Please write out each of the lines below word for word, leaving every character unchanged.

# Start of Supplied material

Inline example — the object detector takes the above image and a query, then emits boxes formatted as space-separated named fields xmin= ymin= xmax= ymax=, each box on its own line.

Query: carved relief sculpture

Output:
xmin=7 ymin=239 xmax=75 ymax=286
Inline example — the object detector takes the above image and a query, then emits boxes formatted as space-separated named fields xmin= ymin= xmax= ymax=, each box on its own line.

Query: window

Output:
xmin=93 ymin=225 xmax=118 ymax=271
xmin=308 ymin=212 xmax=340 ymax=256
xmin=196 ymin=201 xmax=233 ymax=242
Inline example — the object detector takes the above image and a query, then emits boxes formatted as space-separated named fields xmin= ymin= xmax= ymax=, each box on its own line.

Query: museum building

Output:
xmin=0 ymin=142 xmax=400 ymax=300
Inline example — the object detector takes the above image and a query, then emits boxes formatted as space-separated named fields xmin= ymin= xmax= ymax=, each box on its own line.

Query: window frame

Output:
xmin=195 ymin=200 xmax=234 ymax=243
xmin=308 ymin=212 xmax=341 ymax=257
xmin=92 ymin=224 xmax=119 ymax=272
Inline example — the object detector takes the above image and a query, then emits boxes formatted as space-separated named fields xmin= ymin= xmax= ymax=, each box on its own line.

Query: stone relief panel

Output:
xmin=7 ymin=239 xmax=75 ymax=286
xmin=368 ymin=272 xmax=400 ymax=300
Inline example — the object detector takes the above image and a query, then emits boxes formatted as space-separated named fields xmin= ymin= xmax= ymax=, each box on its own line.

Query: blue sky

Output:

# End of Supplied material

▸ **Full output**:
Inline example — the object detector takes the above image and a query, then emits boxes formatted as space-separated named fields xmin= ymin= xmax= ymax=, each box on its own line.

Query: carved relief sculpture

Output:
xmin=7 ymin=239 xmax=75 ymax=286
Inline example — the object detector takes the above image and a query, then emits boxes formatted as space-separated named fields xmin= ymin= xmax= ymax=, each box on its own line.

Query: window

Output:
xmin=93 ymin=225 xmax=118 ymax=271
xmin=308 ymin=212 xmax=340 ymax=256
xmin=196 ymin=201 xmax=233 ymax=242
Inline example — the object detector takes the above image and a query, then emits boxes formatted as space-separated named fields xmin= ymin= xmax= ymax=, each box on its own line.

Query: museum building

Output:
xmin=0 ymin=142 xmax=400 ymax=300
Inline example — the object detector takes the above image and a query, then emits boxes formatted as space-separated named fields xmin= ymin= xmax= ymax=, each box on its own line.

Query: window frame

Output:
xmin=195 ymin=200 xmax=234 ymax=243
xmin=308 ymin=212 xmax=341 ymax=257
xmin=92 ymin=224 xmax=119 ymax=272
Inline example — the object detector takes the above image and a query, then emits boxes formatted as space-separated named fields xmin= ymin= xmax= ymax=, each box on its own line.

Query: stone relief panel

Output:
xmin=7 ymin=239 xmax=75 ymax=286
xmin=368 ymin=272 xmax=400 ymax=300
Inline example — the object detector takes the above image and a query, then emits boxes formatted as space-separated named fields xmin= ymin= xmax= ymax=, each box on its own line.

Query: blue sky

Output:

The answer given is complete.